Короткое задание 1: Отредактируйте записи от строки с «blue polka dot» до конца записей включительно: замените «ponytail» на «braid» и выведите эти строки, ничего больше не меняя.

Предоставленный текст:
----

X_train = train_df_extra_features.drop(columns=[target])
y_train = train_df_extra_features[target]

X_train, X_val, y_train, y_val = train_test_split(X_train, y_train, test_size=0.2, random_state=43)

In [32]:
# X_test_0 = test_df.copy(deep=True)
# X_test_0['treatment'] = 0

# X_test_1 = test_df.copy(deep=True)
# X_test_1['treatment'] = 1

# X_test_0 = X_test_0[X_train.columns]
# X_test_1 = X_test_1[X_train.columns]

In [31]:
k = 0

In [36]:
from catboost import CatBoostClassifier

catboost_model = CatBoostClassifier(
    iterations=500,
    depth=5,
    learning_rate=0.133,
    verbose=False,
    eval_metric = 'AUC',
    use_best_model=True,
    auto_class_weights="SqrtBalanced"
)

catboost_model.fit(X_train, y_train, eval_set=(X_val, y_val), logging_level='Verbose')


bestTest = 0.7351421505
bestIteration = 438

Shrink model to first 439 iterations.


<catboost.core.CatBoostClassifier at 0x1f086a6bc40>

---

Cчитаем uplift

In [37]:
pred_0 = catboost_model.predict_proba(test_df_0)[:,1]
pred_1 = catboost_model.predict_proba(test_df_1)[:,1]
super_cat_uplift = pred_1 - pred_0
super_cat_uplift

k += 1
sample_sub_csv['successful_utilization'] = super_cat_uplift
sample_sub_csv.to_csv(f'sub_gen_1_{k}.csv')

----

Предоставленные записи:
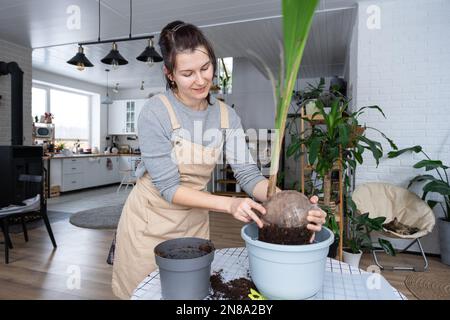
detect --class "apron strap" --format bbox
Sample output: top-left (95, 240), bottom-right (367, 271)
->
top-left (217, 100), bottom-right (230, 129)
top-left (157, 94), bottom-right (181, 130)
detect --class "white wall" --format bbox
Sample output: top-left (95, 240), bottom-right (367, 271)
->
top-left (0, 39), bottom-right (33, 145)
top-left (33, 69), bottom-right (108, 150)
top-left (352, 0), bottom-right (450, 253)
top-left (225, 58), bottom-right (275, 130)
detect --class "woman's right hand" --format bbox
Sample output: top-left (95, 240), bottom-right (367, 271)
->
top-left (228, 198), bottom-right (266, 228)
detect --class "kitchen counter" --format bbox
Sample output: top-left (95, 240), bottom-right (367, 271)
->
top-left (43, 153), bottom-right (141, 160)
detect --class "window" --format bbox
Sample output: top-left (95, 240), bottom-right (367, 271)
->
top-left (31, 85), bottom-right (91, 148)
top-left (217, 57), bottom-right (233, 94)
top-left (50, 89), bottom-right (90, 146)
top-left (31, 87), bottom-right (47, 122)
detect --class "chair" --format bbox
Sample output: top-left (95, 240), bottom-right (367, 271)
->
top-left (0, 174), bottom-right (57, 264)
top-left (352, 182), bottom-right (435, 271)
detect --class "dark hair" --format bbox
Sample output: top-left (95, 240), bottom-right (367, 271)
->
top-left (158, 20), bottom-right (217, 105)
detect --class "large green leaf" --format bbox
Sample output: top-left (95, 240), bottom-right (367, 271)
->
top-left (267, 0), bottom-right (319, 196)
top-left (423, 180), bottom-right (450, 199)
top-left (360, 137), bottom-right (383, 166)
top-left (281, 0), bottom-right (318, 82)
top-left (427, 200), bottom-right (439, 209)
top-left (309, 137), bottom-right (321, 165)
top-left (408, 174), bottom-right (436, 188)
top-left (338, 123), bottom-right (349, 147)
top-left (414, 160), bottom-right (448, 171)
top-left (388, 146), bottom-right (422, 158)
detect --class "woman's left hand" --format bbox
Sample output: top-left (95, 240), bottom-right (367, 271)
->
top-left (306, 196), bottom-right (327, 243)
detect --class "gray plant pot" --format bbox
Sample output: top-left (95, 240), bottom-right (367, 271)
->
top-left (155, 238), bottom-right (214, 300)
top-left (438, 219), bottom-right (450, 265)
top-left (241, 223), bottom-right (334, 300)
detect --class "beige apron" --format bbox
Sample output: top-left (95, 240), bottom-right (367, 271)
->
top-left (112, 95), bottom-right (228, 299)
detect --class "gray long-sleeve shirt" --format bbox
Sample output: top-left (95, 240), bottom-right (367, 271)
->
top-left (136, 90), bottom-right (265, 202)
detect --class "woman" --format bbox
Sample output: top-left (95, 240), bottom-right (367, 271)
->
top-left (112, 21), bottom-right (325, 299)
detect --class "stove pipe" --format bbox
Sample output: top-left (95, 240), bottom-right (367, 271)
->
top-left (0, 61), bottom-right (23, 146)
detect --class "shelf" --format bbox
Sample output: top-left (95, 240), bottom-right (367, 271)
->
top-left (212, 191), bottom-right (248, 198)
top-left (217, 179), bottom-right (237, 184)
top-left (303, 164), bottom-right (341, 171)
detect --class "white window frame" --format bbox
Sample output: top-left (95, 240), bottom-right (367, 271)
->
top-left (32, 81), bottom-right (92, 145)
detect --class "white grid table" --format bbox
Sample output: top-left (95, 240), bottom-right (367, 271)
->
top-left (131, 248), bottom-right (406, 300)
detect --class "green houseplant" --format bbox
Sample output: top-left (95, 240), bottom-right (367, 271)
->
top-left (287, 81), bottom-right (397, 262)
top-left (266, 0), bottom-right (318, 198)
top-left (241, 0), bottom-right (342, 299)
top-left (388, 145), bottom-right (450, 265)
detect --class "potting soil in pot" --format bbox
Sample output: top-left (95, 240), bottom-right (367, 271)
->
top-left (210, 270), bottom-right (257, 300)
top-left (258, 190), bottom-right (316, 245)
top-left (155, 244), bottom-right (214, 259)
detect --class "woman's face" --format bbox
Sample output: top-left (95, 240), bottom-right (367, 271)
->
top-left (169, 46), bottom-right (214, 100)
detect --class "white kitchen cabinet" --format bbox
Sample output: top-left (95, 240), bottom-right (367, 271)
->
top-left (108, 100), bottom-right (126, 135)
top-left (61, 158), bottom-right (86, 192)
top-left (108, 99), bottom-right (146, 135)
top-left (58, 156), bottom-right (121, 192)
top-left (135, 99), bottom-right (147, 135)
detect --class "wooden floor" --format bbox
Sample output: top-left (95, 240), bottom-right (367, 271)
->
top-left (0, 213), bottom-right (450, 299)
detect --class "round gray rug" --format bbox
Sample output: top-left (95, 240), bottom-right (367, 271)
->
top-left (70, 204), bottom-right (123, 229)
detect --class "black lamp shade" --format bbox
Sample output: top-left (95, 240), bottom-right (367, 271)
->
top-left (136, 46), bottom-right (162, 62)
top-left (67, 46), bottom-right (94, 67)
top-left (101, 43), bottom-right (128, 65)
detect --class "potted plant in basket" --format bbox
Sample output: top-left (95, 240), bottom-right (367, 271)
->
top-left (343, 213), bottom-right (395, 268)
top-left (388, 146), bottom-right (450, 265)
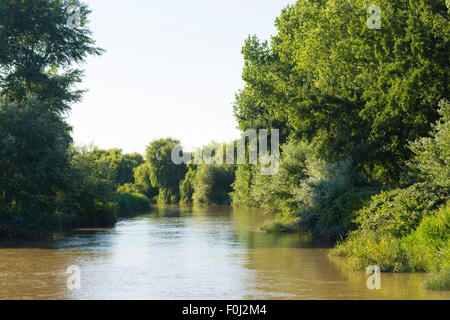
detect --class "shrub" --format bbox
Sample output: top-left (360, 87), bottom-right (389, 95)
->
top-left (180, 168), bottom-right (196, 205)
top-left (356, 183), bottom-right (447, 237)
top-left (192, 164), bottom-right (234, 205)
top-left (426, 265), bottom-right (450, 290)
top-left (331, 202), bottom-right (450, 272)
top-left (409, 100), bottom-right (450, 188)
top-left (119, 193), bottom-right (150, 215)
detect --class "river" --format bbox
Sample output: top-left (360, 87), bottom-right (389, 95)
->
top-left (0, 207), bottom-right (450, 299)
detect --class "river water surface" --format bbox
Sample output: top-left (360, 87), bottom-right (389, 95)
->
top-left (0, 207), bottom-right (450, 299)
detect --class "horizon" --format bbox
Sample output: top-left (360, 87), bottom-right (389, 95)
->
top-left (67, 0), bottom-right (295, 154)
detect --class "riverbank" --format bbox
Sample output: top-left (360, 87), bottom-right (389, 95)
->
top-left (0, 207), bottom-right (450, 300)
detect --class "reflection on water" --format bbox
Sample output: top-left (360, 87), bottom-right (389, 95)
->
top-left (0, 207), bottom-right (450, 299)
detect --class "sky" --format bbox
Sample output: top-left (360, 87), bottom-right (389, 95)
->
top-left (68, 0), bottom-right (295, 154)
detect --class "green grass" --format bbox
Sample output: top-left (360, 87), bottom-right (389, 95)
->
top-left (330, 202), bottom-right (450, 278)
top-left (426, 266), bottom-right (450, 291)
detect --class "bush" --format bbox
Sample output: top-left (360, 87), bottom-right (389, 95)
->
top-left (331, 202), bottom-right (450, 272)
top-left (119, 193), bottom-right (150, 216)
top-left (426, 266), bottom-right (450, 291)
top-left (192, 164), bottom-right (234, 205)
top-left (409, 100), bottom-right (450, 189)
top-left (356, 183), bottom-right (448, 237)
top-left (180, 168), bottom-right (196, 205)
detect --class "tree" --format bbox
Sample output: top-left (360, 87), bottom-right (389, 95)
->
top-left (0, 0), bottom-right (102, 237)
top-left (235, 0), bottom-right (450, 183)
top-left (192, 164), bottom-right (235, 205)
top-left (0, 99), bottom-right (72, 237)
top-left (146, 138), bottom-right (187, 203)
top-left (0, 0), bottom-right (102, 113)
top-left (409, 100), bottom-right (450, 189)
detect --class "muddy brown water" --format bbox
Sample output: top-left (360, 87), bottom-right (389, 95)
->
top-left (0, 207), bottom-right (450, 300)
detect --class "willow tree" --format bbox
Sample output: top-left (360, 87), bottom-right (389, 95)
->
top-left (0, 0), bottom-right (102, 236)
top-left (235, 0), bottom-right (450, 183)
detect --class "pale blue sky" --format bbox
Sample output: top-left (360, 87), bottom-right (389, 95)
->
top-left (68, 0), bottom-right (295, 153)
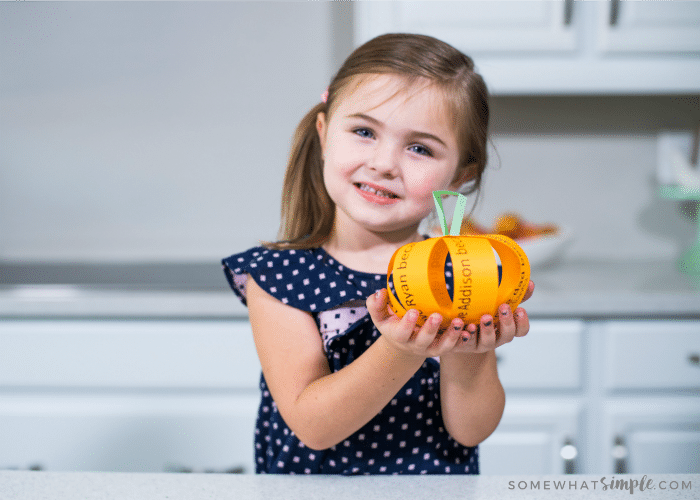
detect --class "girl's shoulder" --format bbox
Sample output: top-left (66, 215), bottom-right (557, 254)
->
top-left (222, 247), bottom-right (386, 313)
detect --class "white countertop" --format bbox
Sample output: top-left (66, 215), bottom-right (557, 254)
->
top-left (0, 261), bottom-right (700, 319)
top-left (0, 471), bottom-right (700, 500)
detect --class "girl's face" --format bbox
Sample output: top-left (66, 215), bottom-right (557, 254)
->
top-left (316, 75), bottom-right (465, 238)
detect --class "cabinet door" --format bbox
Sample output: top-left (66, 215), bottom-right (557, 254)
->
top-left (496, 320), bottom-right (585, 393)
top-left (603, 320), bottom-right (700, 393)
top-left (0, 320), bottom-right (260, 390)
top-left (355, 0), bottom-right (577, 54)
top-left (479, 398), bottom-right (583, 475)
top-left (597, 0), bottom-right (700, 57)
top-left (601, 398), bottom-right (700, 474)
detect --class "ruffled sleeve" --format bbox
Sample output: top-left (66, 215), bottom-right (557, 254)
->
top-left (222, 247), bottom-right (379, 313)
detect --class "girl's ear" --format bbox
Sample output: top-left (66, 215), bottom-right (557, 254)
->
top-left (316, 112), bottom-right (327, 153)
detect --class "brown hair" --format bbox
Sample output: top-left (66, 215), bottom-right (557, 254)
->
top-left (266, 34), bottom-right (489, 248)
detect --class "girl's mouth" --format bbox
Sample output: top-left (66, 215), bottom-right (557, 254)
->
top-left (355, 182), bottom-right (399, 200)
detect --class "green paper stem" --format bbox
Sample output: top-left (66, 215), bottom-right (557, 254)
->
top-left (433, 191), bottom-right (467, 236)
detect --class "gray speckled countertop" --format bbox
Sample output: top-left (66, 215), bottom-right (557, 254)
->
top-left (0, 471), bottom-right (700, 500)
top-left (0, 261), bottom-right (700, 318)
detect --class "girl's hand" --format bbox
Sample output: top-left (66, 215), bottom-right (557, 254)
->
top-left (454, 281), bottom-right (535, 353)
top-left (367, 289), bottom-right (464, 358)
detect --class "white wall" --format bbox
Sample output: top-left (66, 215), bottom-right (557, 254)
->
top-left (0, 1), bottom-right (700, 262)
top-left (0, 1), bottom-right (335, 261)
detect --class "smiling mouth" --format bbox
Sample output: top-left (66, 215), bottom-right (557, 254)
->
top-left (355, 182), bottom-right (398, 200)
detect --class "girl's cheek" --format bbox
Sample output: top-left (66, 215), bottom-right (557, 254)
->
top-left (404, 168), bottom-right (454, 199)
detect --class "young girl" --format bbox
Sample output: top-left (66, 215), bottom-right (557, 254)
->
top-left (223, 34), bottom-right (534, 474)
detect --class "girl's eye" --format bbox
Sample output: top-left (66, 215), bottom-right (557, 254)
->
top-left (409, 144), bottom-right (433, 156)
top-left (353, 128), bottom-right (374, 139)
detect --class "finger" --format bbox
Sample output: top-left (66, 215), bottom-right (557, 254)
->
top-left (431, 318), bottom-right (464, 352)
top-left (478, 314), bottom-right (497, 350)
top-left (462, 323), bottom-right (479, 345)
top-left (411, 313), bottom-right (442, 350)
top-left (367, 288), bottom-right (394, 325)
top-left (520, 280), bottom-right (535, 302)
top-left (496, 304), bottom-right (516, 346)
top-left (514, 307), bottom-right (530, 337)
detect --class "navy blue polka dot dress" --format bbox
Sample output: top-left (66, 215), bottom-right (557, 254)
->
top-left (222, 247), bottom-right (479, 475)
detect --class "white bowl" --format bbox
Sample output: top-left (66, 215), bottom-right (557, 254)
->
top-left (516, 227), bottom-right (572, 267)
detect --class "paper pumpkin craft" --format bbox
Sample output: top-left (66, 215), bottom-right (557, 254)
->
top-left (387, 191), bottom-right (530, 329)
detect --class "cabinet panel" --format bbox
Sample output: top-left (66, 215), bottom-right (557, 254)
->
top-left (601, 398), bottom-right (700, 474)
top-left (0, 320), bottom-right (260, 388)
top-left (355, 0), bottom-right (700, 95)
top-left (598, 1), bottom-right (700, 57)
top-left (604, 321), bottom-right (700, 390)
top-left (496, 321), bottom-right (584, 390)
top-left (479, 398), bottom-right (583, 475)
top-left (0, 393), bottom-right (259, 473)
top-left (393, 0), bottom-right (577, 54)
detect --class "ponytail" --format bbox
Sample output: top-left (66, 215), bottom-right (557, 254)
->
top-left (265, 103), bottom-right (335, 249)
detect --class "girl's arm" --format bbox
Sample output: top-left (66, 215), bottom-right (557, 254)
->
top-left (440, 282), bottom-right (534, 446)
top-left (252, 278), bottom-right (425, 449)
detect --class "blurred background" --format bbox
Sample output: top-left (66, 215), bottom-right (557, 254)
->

----

Короткое задание 2: Какое значение bestIteration указано в предоставленном тексте после обучения CatBoostClassifier?

Результат задания 1:
detect --class "navy blue polka dot dress" --format bbox
Sample output: top-left (66, 215), bottom-right (557, 254)
->
top-left (222, 247), bottom-right (479, 475)
detect --class "white bowl" --format bbox
Sample output: top-left (66, 215), bottom-right (557, 254)
->
top-left (516, 227), bottom-right (572, 267)
detect --class "paper pumpkin craft" --format bbox
Sample output: top-left (66, 215), bottom-right (557, 254)
->
top-left (387, 191), bottom-right (530, 329)
detect --class "cabinet panel" --format bbox
Sample output: top-left (66, 215), bottom-right (557, 254)
->
top-left (601, 398), bottom-right (700, 474)
top-left (0, 320), bottom-right (260, 388)
top-left (355, 0), bottom-right (700, 95)
top-left (598, 1), bottom-right (700, 57)
top-left (604, 321), bottom-right (700, 390)
top-left (496, 321), bottom-right (584, 390)
top-left (479, 398), bottom-right (583, 475)
top-left (0, 393), bottom-right (259, 473)
top-left (393, 0), bottom-right (577, 54)
detect --class "braid" --format bbox
Sample output: top-left (66, 215), bottom-right (557, 254)
->
top-left (265, 103), bottom-right (335, 249)
detect --class "girl's arm" --format bbox
Sample output: top-left (66, 215), bottom-right (557, 254)
->
top-left (440, 282), bottom-right (534, 446)
top-left (252, 278), bottom-right (425, 449)
detect --class "blurred background" --format bbox
Sample output: top-left (66, 215), bottom-right (557, 254)
->

Результат задания 2: 438